**WRITTEN PROBLEM**
Could you copy out everything in the listing from the line containing "Would you be able to mark the green" down to the listing's last line, keeping both ends and matching every character?

[Begin RAW DATA]

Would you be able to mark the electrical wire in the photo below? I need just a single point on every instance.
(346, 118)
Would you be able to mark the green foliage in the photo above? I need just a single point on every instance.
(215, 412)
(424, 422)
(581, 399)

[End RAW DATA]

**SOLUTION FOR THIS EXERCISE**
Would you be able to mark the green foliage in the photo above? I need just a single point on every instance.
(215, 412)
(424, 422)
(581, 399)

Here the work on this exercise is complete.